* BEGIN *

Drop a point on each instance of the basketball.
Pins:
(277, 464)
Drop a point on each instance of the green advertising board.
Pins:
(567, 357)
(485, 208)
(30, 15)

* END *

*Exercise task*
Format the material above as a numbered list, leaving out the blank lines.

*Answer to the exercise*
1. Drop a point on each instance of the basketball.
2. Pins:
3. (277, 464)
4. Drop a point on each instance of the green advertising board.
5. Pins:
6. (567, 357)
7. (485, 208)
8. (30, 15)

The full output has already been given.